Rewrite the records below with every "bare tree" changed to "leafless tree" and everything else kept the same. Leave the pictures out of your version.

• _Material shown_
________
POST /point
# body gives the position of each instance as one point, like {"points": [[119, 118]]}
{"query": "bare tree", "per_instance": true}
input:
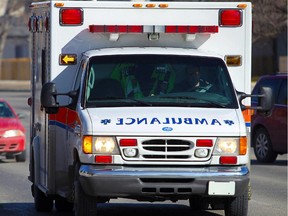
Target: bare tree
{"points": [[9, 12], [269, 19]]}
________
• _Solution to this problem_
POST /point
# body gives the position of each instance as one point, like {"points": [[119, 118]]}
{"query": "leafless tree", "per_instance": true}
input:
Target: leafless tree
{"points": [[9, 12], [269, 19]]}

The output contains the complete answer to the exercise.